(Stored records)
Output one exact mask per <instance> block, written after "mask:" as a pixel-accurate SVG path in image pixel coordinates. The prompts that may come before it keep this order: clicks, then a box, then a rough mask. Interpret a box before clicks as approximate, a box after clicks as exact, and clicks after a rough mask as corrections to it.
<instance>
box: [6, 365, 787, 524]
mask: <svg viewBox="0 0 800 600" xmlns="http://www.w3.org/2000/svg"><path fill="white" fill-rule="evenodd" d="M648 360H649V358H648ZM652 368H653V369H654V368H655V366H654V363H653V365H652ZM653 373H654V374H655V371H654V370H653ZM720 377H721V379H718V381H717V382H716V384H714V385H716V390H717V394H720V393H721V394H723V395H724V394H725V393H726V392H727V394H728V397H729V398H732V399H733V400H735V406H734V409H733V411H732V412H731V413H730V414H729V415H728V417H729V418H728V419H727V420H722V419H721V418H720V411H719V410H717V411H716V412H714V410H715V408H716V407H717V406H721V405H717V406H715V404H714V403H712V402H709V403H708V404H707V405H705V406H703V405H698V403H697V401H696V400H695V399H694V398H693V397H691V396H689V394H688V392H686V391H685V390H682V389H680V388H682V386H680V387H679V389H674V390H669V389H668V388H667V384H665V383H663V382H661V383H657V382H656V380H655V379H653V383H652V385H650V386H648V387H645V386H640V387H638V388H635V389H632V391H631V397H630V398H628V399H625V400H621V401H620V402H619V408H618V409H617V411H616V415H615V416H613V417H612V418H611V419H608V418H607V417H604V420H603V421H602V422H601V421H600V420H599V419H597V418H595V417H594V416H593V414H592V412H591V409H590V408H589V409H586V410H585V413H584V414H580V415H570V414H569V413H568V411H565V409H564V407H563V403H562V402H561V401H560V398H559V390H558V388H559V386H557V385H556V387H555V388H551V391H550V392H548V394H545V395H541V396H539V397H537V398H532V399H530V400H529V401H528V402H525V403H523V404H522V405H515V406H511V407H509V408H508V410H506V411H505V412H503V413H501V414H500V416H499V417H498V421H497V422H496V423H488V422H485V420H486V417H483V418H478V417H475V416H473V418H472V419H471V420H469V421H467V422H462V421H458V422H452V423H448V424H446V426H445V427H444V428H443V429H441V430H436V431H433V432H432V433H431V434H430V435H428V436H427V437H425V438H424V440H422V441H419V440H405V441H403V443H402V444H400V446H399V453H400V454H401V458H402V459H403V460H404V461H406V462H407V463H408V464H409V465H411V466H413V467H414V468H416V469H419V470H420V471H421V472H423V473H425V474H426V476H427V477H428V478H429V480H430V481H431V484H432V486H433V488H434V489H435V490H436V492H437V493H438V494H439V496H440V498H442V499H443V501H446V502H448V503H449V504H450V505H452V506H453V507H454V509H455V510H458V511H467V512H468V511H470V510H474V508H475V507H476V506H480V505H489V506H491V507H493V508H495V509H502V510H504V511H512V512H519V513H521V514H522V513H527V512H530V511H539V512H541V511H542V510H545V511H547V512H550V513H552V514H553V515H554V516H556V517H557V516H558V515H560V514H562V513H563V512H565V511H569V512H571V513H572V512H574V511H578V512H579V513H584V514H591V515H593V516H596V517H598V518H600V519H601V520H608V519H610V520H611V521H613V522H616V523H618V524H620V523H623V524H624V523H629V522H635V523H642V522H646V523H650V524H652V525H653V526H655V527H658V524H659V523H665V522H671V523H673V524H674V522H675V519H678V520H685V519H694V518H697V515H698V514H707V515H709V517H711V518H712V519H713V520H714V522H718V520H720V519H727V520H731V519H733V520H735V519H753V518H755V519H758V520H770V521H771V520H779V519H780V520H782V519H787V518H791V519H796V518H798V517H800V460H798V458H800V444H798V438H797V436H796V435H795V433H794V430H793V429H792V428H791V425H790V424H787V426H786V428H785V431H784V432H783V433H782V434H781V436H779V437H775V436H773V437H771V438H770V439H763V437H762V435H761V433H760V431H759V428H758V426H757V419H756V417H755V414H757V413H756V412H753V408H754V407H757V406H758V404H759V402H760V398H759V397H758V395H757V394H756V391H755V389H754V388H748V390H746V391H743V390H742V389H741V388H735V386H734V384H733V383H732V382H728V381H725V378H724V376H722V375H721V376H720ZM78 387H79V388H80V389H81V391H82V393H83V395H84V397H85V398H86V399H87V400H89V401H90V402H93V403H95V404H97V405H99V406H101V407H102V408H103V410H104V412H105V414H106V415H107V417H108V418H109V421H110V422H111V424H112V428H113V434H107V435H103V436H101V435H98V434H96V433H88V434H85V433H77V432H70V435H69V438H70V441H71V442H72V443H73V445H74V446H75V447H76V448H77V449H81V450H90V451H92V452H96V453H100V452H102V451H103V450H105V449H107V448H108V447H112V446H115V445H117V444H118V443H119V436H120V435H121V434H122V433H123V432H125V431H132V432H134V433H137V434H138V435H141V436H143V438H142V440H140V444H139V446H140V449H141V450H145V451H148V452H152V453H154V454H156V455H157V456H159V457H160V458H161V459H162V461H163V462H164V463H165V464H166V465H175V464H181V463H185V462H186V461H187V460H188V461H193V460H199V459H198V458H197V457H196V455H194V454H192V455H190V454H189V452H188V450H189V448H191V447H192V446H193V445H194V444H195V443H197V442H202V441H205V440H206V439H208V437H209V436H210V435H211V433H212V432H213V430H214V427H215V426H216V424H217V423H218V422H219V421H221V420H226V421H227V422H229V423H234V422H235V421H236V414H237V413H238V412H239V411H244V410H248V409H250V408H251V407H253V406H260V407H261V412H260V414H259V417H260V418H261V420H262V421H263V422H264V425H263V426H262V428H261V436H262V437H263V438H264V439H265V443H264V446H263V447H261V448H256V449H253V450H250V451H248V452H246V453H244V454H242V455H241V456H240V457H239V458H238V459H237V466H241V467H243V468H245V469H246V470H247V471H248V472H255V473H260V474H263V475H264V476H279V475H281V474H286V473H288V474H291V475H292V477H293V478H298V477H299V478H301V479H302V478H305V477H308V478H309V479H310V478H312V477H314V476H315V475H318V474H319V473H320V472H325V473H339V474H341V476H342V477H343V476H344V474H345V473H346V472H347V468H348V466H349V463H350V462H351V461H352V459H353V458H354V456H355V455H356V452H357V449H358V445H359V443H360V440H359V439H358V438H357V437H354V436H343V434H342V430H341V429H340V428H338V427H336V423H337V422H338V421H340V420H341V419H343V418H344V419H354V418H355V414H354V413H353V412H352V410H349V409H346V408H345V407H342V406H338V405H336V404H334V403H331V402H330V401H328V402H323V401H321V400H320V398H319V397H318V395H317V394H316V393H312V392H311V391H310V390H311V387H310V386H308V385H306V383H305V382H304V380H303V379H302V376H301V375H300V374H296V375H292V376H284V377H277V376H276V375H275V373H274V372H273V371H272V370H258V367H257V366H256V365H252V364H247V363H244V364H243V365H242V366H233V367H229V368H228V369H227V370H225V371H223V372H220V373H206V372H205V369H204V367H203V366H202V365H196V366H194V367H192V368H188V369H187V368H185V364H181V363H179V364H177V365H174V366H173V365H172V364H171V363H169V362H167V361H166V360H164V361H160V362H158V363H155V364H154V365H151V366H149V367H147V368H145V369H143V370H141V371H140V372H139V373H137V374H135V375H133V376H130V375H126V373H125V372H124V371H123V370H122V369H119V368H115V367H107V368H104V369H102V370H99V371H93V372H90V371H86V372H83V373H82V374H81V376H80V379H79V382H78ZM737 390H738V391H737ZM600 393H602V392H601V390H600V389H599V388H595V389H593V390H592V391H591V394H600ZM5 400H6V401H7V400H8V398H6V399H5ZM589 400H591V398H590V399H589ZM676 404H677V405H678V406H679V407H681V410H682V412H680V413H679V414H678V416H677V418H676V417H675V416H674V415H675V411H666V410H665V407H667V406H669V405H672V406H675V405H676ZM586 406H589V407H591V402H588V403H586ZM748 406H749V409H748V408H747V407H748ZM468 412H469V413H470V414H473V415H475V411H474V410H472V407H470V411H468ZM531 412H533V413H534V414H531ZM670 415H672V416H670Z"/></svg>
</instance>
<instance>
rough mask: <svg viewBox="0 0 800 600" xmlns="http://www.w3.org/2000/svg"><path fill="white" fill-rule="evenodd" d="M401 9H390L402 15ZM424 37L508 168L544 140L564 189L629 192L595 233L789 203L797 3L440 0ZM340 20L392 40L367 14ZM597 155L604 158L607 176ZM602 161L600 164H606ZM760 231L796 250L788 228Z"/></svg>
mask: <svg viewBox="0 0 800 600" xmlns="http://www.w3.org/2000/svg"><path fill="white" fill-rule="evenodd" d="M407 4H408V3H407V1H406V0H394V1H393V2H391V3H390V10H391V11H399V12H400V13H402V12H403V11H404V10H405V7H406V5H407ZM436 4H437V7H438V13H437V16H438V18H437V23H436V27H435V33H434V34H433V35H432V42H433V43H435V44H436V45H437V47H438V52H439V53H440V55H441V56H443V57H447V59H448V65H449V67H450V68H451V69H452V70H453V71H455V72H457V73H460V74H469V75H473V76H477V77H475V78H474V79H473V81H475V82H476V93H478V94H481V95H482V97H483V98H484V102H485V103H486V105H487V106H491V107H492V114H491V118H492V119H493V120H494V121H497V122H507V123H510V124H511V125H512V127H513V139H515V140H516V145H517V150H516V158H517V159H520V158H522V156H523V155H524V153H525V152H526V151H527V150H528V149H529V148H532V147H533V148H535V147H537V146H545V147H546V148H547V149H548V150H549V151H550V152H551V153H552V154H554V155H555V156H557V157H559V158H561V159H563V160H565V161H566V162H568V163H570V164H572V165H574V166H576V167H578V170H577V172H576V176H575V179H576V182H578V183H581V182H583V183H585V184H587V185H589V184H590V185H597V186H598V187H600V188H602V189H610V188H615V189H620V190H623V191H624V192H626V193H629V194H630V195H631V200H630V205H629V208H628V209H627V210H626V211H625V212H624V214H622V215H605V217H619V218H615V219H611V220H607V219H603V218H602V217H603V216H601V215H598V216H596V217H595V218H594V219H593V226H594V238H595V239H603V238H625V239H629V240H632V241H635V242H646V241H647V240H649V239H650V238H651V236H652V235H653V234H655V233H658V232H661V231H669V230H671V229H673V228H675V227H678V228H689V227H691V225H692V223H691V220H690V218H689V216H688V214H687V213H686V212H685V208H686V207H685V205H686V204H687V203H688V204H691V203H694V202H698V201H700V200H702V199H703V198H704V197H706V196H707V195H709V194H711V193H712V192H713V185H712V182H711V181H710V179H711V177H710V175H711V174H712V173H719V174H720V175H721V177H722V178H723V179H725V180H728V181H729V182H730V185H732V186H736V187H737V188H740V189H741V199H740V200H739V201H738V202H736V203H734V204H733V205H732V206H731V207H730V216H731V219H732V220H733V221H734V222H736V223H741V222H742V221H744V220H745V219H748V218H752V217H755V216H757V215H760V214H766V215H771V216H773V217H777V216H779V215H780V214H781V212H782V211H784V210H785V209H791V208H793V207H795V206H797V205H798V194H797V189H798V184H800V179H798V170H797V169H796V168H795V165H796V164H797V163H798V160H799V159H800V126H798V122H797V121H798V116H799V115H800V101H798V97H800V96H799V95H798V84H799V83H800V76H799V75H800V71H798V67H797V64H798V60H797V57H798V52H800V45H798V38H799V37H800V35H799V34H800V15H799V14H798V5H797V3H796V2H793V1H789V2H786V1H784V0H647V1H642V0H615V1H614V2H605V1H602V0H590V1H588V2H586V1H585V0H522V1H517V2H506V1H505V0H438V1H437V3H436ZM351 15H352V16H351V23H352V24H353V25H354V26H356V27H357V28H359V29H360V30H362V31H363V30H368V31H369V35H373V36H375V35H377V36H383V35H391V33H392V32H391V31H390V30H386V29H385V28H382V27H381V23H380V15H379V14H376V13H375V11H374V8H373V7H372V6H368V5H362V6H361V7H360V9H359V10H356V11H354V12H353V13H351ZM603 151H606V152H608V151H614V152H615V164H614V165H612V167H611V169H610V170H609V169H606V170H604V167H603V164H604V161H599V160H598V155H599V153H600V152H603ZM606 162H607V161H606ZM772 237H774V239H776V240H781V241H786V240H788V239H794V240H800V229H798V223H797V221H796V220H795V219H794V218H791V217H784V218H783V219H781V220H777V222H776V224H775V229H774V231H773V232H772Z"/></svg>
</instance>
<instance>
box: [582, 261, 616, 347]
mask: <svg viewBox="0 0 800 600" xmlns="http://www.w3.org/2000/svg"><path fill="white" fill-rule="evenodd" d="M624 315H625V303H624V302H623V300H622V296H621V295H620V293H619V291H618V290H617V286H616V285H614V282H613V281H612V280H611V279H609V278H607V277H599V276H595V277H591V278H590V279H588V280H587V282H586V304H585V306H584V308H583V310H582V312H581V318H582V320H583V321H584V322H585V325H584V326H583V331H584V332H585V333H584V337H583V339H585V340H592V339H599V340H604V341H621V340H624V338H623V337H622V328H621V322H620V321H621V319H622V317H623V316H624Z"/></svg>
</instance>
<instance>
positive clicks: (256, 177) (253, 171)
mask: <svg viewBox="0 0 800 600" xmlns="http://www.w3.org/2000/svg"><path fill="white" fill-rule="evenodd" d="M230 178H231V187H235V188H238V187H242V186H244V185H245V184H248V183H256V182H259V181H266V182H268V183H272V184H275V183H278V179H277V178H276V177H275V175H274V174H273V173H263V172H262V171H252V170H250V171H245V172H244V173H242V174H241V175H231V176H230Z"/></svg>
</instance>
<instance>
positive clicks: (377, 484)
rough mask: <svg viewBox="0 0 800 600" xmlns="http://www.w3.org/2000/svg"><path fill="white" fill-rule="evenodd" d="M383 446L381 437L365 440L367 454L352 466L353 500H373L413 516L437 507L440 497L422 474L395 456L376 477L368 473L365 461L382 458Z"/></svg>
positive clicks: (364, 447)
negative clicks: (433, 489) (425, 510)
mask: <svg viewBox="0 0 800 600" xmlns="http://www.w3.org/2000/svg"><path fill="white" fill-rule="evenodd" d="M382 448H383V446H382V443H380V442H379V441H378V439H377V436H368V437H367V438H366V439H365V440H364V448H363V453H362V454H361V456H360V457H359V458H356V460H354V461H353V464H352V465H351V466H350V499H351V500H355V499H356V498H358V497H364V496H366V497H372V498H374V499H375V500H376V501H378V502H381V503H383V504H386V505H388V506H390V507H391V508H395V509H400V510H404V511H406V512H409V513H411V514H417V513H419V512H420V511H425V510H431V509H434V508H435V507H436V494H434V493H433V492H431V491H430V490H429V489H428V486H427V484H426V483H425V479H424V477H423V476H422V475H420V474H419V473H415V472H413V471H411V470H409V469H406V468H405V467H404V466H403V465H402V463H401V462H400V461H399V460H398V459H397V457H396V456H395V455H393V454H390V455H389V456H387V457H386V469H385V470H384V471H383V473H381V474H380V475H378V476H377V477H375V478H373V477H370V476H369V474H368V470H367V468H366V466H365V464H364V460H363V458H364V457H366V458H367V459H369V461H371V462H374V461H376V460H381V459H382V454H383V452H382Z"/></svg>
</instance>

• [Your goal]:
From the entries above, return exactly the line containing "positive clicks: (256, 177) (253, 171)", the line containing "positive clicks: (364, 447)", and all lines between, and nothing else.

• [Output of the exercise]:
positive clicks: (256, 177) (253, 171)
mask: <svg viewBox="0 0 800 600" xmlns="http://www.w3.org/2000/svg"><path fill="white" fill-rule="evenodd" d="M230 178H231V187H235V188H238V187H242V186H244V185H245V184H248V183H256V182H259V181H266V182H268V183H272V184H275V183H278V179H277V178H276V177H275V175H274V174H273V173H263V172H262V171H252V170H250V171H245V172H244V173H242V174H241V175H231V176H230Z"/></svg>
</instance>
<instance>
positive clicks: (377, 484)
rough mask: <svg viewBox="0 0 800 600" xmlns="http://www.w3.org/2000/svg"><path fill="white" fill-rule="evenodd" d="M383 446L381 437L365 440L367 454L352 466L353 500H373L413 516L437 507L440 497L422 474L395 456L376 477L368 473L365 461L382 458Z"/></svg>
positive clicks: (364, 447)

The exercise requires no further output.